Rescale the records from the line with "entry: satellite dish" through the line with "M 12 146 L 12". Write out only those lines again, requests included, with every outline coordinate in the answers multiplied by 1.4 and rounded to a whole number (halves up), keeping the requests and their samples unchanged and leaving out the pictures.

# SUPPLIED ENTRIES:
%%
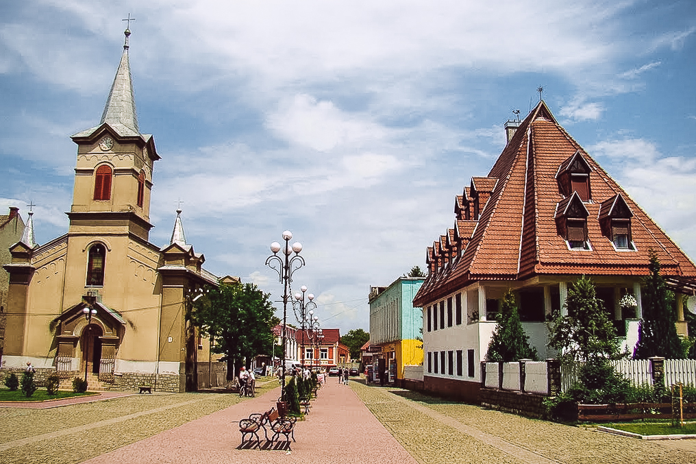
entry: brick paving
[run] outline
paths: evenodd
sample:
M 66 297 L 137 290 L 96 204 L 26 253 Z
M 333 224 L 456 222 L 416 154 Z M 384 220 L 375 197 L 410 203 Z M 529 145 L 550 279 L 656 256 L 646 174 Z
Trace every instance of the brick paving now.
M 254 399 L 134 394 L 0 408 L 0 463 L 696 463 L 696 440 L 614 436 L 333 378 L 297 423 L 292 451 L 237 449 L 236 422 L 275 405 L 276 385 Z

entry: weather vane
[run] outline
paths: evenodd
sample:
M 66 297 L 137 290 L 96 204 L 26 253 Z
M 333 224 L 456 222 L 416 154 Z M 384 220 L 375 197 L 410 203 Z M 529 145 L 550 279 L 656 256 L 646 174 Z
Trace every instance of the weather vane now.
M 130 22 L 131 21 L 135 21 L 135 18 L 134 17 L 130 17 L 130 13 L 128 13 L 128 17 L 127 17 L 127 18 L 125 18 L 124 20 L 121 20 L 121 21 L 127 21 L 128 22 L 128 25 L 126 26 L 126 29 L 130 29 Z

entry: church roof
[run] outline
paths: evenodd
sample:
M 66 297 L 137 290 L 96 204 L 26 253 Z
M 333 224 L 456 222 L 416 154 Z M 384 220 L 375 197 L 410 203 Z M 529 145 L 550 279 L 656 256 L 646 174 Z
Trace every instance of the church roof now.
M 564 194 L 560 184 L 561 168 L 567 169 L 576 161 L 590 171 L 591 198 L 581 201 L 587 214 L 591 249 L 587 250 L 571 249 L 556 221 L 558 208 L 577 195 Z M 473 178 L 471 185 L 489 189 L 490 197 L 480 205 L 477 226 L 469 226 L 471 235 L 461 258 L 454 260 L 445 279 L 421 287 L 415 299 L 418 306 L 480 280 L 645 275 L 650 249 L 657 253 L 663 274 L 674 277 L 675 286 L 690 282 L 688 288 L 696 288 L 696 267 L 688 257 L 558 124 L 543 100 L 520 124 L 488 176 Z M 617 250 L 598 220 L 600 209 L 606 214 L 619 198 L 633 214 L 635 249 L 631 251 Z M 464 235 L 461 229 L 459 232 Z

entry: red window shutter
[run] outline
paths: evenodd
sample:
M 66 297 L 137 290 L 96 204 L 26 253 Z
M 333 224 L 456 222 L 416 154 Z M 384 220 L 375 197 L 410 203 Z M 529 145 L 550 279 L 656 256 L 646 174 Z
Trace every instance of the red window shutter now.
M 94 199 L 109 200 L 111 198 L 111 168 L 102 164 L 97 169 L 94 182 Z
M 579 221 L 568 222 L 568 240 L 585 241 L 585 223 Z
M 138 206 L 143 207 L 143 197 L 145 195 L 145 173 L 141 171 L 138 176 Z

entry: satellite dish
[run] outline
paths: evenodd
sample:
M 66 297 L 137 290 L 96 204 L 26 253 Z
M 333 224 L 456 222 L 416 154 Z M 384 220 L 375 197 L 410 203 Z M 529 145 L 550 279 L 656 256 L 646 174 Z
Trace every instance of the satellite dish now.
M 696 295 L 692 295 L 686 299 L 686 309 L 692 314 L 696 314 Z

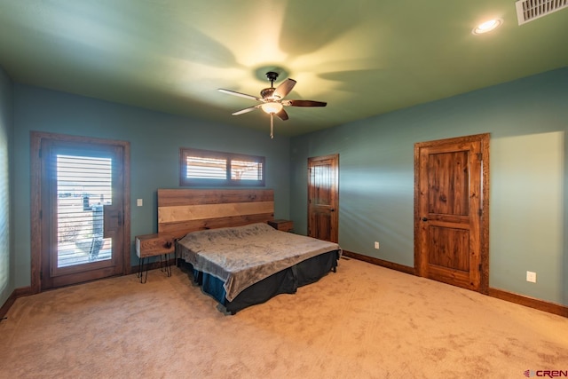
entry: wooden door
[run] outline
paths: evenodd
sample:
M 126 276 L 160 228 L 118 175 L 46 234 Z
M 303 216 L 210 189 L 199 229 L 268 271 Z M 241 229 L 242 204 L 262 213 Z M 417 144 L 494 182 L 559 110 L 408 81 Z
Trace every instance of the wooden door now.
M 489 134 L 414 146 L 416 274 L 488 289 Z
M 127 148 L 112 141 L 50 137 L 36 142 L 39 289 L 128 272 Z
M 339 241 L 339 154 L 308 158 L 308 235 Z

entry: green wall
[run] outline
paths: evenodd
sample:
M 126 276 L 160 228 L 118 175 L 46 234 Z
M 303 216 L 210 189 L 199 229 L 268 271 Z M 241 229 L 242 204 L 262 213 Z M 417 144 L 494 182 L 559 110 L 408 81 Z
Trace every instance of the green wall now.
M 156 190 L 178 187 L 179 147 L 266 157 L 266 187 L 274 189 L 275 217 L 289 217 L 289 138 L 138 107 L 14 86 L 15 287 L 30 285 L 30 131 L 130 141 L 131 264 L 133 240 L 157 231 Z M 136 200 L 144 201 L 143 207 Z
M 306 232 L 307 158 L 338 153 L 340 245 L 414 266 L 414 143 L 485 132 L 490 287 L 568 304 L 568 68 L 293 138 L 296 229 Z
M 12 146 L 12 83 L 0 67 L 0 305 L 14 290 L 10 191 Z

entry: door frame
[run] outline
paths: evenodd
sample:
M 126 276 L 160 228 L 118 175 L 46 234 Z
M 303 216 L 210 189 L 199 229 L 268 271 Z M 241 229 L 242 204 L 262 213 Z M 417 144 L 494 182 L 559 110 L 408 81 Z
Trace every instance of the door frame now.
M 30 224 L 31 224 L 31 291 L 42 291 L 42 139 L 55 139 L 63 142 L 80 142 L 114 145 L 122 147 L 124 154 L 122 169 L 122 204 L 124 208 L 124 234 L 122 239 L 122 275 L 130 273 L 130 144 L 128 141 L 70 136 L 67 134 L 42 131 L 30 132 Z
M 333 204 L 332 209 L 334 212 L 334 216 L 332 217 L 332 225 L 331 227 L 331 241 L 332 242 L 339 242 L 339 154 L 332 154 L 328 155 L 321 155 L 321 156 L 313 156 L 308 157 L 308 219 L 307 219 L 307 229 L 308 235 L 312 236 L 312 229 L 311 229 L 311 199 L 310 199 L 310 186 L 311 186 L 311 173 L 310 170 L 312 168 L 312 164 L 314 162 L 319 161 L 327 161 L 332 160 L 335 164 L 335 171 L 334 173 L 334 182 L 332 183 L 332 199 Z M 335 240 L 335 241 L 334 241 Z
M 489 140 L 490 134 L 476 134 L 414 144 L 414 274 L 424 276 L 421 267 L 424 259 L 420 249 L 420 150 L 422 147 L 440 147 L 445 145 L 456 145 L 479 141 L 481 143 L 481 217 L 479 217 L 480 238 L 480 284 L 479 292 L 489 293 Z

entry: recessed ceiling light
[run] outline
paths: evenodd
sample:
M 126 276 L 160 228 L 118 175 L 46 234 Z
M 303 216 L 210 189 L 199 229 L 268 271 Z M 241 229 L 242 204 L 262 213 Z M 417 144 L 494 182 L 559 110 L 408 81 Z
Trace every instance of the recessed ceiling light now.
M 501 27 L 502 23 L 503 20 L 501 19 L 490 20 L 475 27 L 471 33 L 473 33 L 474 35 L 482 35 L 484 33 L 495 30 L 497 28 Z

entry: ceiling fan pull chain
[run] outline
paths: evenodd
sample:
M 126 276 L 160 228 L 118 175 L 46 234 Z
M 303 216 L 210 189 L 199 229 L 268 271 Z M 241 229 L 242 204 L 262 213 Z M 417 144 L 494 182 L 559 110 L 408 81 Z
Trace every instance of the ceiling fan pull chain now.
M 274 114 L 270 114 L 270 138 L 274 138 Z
%%
# EXERCISE RESULT:
entry: satellite dish
[run] outline
paths: evenodd
sample:
M 66 297 L 137 290 L 96 204 L 26 253 Z
M 333 224 L 456 222 L 416 154 Z M 384 220 L 375 197 L 410 203 Z M 529 145 L 550 279 L 656 256 L 646 174 Z
Trace every instance of the satellite dish now.
M 974 413 L 969 413 L 960 419 L 960 433 L 969 440 L 974 440 Z

entry: wooden door
[run] outline
paths: evenodd
sample:
M 126 276 L 160 228 L 118 175 L 46 234 Z
M 303 216 L 210 189 L 199 229 L 268 271 Z M 241 229 L 242 204 L 262 213 Z M 417 144 L 494 182 L 559 110 L 408 81 Z
Trace every instance of the wooden door now.
M 685 188 L 580 204 L 582 384 L 683 405 Z
M 178 207 L 157 197 L 70 192 L 50 199 L 55 405 L 179 381 Z
M 475 337 L 475 216 L 431 221 L 431 329 Z

entry: green wall
[run] outline
paths: evenodd
sample:
M 126 276 L 160 228 L 118 175 L 46 234 Z
M 303 216 L 210 189 L 199 229 L 268 271 Z M 241 229 L 242 204 L 262 213 Z M 417 144 L 494 182 L 559 110 L 408 81 Z
Trace every instance of the green wall now.
M 218 266 L 249 262 L 251 206 L 372 220 L 372 262 L 384 265 L 385 304 L 405 304 L 405 193 L 193 150 L 20 120 L 21 402 L 42 399 L 42 183 L 182 197 L 183 370 L 186 336 L 220 323 Z M 190 280 L 202 281 L 200 290 Z
M 428 325 L 430 221 L 473 214 L 476 343 L 580 372 L 580 200 L 679 185 L 686 402 L 795 426 L 795 95 L 410 193 L 414 321 Z
M 17 204 L 17 116 L 0 94 L 0 427 L 20 406 L 14 267 Z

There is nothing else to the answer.